▸ To be done
Reproduce every line of the items below word for word, without changing anything.
=-=-=-=-=
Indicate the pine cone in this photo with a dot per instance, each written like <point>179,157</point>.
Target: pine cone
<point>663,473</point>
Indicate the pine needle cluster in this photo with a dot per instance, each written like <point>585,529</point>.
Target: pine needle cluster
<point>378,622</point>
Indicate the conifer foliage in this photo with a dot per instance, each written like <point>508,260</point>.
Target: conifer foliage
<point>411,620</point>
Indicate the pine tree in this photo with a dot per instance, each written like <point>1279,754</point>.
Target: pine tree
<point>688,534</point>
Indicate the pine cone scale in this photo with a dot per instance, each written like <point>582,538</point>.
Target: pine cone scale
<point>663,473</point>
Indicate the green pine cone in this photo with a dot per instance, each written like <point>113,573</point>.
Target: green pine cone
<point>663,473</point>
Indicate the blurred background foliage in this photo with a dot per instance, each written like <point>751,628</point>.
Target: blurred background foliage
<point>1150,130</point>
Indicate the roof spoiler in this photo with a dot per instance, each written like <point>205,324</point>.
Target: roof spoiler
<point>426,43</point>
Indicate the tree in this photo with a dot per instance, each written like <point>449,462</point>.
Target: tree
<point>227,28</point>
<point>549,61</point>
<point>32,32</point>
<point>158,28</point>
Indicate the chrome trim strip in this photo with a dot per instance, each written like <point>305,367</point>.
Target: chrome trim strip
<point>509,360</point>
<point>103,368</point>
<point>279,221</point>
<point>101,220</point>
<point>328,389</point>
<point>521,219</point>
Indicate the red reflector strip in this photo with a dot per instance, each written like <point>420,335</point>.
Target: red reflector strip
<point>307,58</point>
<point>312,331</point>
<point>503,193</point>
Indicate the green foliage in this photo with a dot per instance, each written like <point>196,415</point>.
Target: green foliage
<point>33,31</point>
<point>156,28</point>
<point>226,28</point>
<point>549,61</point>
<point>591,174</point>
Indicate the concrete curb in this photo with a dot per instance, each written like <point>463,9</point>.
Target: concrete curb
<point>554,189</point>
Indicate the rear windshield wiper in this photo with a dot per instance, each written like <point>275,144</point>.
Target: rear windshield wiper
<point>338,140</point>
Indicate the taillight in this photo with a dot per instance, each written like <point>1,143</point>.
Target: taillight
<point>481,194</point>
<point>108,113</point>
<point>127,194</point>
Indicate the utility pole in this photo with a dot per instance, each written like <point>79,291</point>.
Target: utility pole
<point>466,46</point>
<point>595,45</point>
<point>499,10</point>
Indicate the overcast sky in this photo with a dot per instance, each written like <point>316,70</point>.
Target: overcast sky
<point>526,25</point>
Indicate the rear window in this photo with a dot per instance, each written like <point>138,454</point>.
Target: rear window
=-=-=-=-=
▸ Exercise result
Indicate the pine cone in this photo with a dot per instance, each written like <point>179,157</point>.
Target: pine cone
<point>663,473</point>
Indicate the pine needle cluster in this photo with a dot per instance, each written like <point>585,529</point>.
Target: pine needle cluster
<point>378,622</point>
Indicate the conifer foliage in this photo with a dot per instance, each written like <point>508,260</point>.
Target: conifer foliage
<point>411,620</point>
Indicate the pine tree in this photo with a dot per instance, each written like <point>1279,754</point>.
Target: pine tree
<point>688,534</point>
Indicate the pine cone scale in this photo with a dot per instance, each written like <point>582,538</point>.
Target: pine cone scale
<point>663,473</point>
Indicate the green pine cone in this photo with a dot per instance, each written like <point>113,573</point>.
Target: green pine cone
<point>663,473</point>
Indicate the blurred background foliage in this photo with a dot per instance, each written like <point>751,628</point>.
Target: blurred background foliage
<point>1150,130</point>
Indicate the roof spoiler in this photo with a dot per instance, each written like <point>205,324</point>.
Target: roof spoiler
<point>426,43</point>
Indicate the tree in this photo with a dot per instance, each written like <point>449,462</point>.
Target: tree
<point>227,28</point>
<point>549,61</point>
<point>32,32</point>
<point>158,28</point>
Indicate the chrome trim strip in this photo with a dot per instance, each written like <point>305,367</point>.
Target: chrome trim strip
<point>509,360</point>
<point>103,368</point>
<point>279,221</point>
<point>101,220</point>
<point>328,389</point>
<point>521,219</point>
Indicate the red reflector strip in this photo with a dot per instance, each written like <point>420,335</point>.
Target: red reflector strip
<point>307,58</point>
<point>312,331</point>
<point>503,193</point>
Indicate the green foliage in this photo with a dot per instance, each written like <point>196,415</point>.
Target: green foliage
<point>33,31</point>
<point>156,28</point>
<point>226,28</point>
<point>549,61</point>
<point>591,174</point>
Indicate the concrete curb in this photo with a dot per instance, each written like <point>463,9</point>.
Target: concrete curb
<point>554,189</point>
Indicate the rear windshield wiper in this photo with a dot per instance, each written like <point>275,144</point>.
Target: rear windshield wiper
<point>338,140</point>
Indicate the taillight in this photo with a dot per instance, each written like <point>1,143</point>.
Target: taillight
<point>481,194</point>
<point>108,113</point>
<point>127,194</point>
Indicate the utility pole in this photo with a dot per instance, each written like <point>79,291</point>.
Target: utility pole
<point>466,46</point>
<point>595,45</point>
<point>499,10</point>
Indicate the overcast sky in this photo with a dot per instance, each written like <point>316,70</point>.
Target: overcast sky
<point>526,25</point>
Indicate the rear window in this photo with a dot per instance, each written like <point>138,454</point>.
Target: rear window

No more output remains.